(Beginning of DATA)

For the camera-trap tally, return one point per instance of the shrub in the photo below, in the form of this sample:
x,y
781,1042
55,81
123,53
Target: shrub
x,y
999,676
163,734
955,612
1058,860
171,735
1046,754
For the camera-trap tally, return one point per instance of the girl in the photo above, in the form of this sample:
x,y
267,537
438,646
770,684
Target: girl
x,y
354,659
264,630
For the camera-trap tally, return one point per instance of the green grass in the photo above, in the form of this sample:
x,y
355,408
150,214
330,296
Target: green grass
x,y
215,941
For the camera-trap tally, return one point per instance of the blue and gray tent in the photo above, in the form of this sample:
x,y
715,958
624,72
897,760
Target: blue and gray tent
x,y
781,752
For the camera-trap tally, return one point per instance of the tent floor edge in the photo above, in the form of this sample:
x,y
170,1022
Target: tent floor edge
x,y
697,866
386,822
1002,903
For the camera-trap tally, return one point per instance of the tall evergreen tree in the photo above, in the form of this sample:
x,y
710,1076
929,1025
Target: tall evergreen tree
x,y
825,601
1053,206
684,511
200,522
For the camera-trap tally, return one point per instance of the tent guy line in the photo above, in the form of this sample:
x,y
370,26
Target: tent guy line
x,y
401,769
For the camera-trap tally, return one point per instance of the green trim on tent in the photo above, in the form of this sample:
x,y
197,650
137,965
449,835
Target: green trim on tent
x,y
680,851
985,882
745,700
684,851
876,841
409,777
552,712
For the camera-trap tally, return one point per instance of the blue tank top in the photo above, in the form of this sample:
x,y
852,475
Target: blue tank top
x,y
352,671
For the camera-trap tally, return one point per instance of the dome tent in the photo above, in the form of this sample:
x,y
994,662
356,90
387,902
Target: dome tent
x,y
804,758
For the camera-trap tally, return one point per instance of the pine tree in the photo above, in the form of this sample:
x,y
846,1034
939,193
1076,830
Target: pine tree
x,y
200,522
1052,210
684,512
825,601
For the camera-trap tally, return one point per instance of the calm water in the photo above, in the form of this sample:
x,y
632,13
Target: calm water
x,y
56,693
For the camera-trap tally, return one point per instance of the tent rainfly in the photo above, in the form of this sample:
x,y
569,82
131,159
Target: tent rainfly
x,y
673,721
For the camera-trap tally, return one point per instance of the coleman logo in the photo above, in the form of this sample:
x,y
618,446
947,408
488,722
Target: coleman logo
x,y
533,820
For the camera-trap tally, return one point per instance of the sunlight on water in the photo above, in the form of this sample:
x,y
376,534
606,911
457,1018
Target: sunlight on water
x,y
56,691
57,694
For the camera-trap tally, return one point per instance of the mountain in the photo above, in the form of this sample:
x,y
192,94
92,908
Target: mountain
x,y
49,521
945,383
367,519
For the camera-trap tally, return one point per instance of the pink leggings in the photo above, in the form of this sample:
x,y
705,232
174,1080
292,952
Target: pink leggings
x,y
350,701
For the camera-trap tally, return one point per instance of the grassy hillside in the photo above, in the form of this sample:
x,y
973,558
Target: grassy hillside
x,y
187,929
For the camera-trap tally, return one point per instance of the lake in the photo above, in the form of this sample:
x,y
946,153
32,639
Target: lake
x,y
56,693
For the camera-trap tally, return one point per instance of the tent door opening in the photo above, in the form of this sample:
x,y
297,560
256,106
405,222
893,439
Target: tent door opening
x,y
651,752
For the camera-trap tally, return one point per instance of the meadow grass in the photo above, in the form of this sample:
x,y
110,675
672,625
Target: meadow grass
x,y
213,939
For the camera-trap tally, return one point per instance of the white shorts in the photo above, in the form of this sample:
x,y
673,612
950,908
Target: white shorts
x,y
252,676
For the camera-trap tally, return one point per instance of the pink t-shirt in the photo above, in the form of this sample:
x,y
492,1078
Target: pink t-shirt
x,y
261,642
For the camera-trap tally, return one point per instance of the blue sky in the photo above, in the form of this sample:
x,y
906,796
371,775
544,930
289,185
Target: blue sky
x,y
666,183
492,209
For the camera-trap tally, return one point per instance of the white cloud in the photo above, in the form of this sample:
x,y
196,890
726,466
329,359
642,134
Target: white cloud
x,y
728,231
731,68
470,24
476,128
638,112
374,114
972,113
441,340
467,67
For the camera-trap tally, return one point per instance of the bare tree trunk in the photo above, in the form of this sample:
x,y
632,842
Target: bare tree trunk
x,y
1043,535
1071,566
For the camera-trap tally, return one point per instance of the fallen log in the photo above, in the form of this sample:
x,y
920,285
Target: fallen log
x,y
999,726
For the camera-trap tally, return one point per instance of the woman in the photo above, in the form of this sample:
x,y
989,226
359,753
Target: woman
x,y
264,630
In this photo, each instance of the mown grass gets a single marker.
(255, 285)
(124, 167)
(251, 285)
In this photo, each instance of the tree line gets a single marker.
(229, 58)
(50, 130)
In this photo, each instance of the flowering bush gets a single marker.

(End of DATA)

## ABOUT THIS EXERCISE
Output every record above a second time, exactly.

## ANSWER FOR THIS EXERCISE
For the camera-trap tally, return one point per instance of the shrub in the photo below, in the form of this sample:
x,y
781,1042
55,81
123,53
Target: shrub
x,y
999,676
163,734
955,612
1058,860
171,735
1046,754
For the camera-trap tally, return one point per instance of the girl in the photo above, in the form of this sample:
x,y
267,537
438,646
770,684
Target: girl
x,y
354,659
264,630
For the camera-trap tally, return one point per instance of the green grass in the photo above, in the form of this sample:
x,y
355,408
150,214
330,296
Target: green grass
x,y
215,941
For the camera-trap tally, return one point per instance of the blue and gray tent in the photo above, in the form of this sample:
x,y
715,958
624,72
897,760
Target: blue and gray tent
x,y
781,752
For the camera-trap tally, return one point per instance of the tent floor edge in the photo above, in the form of this sample:
x,y
170,1022
Target: tent floor edge
x,y
697,866
386,822
1002,903
For the camera-trap tally, return one point per instance of the tall evergreen tree in the photo above, in the form of this sample:
x,y
710,1076
929,1025
Target: tall evergreen tree
x,y
825,601
1053,206
684,511
200,522
For the camera-trap tally, return one point per instance of the tent guy line in the photo above, in the form of this sample:
x,y
370,26
Target: tent guy line
x,y
401,769
For the camera-trap tally, return one point per instance of the green trim on tent in the photo above, in the form of this sample:
x,y
197,650
137,965
449,835
Target: green trim on tent
x,y
680,851
985,882
745,700
684,851
876,841
409,777
552,712
For the camera-trap tally, return one point per instance of the blue tank top in the photo above, in the form of this sample:
x,y
852,475
Target: blue tank top
x,y
352,671
For the camera-trap tally, return one point per instance of the dome tent in the photo above, in the form of this sample:
x,y
994,662
356,90
387,902
Target: dome tent
x,y
804,758
For the camera-trap tally, return one point per instance of the pine tree in the photo above, in the form of this sample:
x,y
846,1034
939,193
1076,830
Target: pine tree
x,y
200,522
1052,210
684,512
825,601
For the camera-trap tally, return one point per instance of the calm water in the photo above, in the form of this sample:
x,y
632,13
Target: calm water
x,y
56,693
For the camera-trap tally, return one point per instance of the tent rainfly in the photo above, in the form of this sample:
x,y
569,82
131,159
Target: tent rainfly
x,y
673,721
For the camera-trap tally, return one point per instance of the coleman logo in the photo above, in the form of this sample:
x,y
618,446
947,408
488,722
Target: coleman logo
x,y
533,820
For the camera-trap tally, return one point per instance of the sunlight on water in the photo above, in the form of this sample:
x,y
376,534
606,911
457,1018
Target: sunlight on water
x,y
56,691
57,694
For the camera-trap tally, return one point per instance of the mountain in the photo above, in the form of this sample:
x,y
192,94
92,908
Target: mountain
x,y
49,521
945,383
367,519
For the camera-trap tally, return one point per instance of the pink leggings in the photo above, in the form of this sample:
x,y
705,232
174,1080
292,952
Target: pink leggings
x,y
350,701
For the camera-trap tally, return one point per instance of the grassy hillside in the photo above, in the form of this sample:
x,y
973,558
Target: grassy hillside
x,y
187,929
For the camera-trap tally, return one point per instance of the lake in the photo above, in the form of this sample:
x,y
946,153
32,639
Target: lake
x,y
56,693
For the camera-trap tally, return one point per instance of the tent door opening in the photo above, in the form of this sample:
x,y
297,560
256,106
405,222
893,439
Target: tent door opening
x,y
651,752
For the camera-trap tally, return one point per instance of the meadow grass in the photo above, in the form of this sample:
x,y
110,675
672,625
Target: meadow grass
x,y
213,939
For the camera-trap tally, return one point per instance of the white shorts in the photo above, in the form of this sample:
x,y
673,612
950,908
Target: white shorts
x,y
252,676
For the camera-trap tally, return one point per instance of the pink t-shirt in the photo above, in the form of this sample:
x,y
492,1078
Target: pink t-shirt
x,y
261,642
For the camera-trap tally, return one point per instance of the blue sky in the photo above, in the form of this sample:
x,y
906,796
371,775
544,930
289,185
Target: blue sky
x,y
666,183
492,209
For the camera-trap tally, return one point per instance of the white cloud in the photo above, in the form of this sample:
x,y
196,890
726,466
329,359
642,134
Target: white cloud
x,y
728,231
731,68
470,24
476,128
638,112
374,114
972,113
441,340
467,67
For the camera-trap tally, return one point per instance of the bare tree trunk in the photo above, in the form of this sample:
x,y
632,842
Target: bare tree trunk
x,y
1043,535
1071,566
For the camera-trap tally, return one point per instance of the fallen log in the photo above, in the form of this sample:
x,y
920,285
Target: fallen log
x,y
999,726
For the camera-trap tally, return one point per instance of the woman in the photo above, in the form of this sample:
x,y
989,226
359,753
Target: woman
x,y
264,630
In this photo, each instance of the mown grass gets a single marker.
(255, 285)
(124, 167)
(251, 285)
In this photo, each instance of the tree line gets a single marker.
(229, 58)
(50, 130)
In this photo, each instance of the flowering bush gets a single marker.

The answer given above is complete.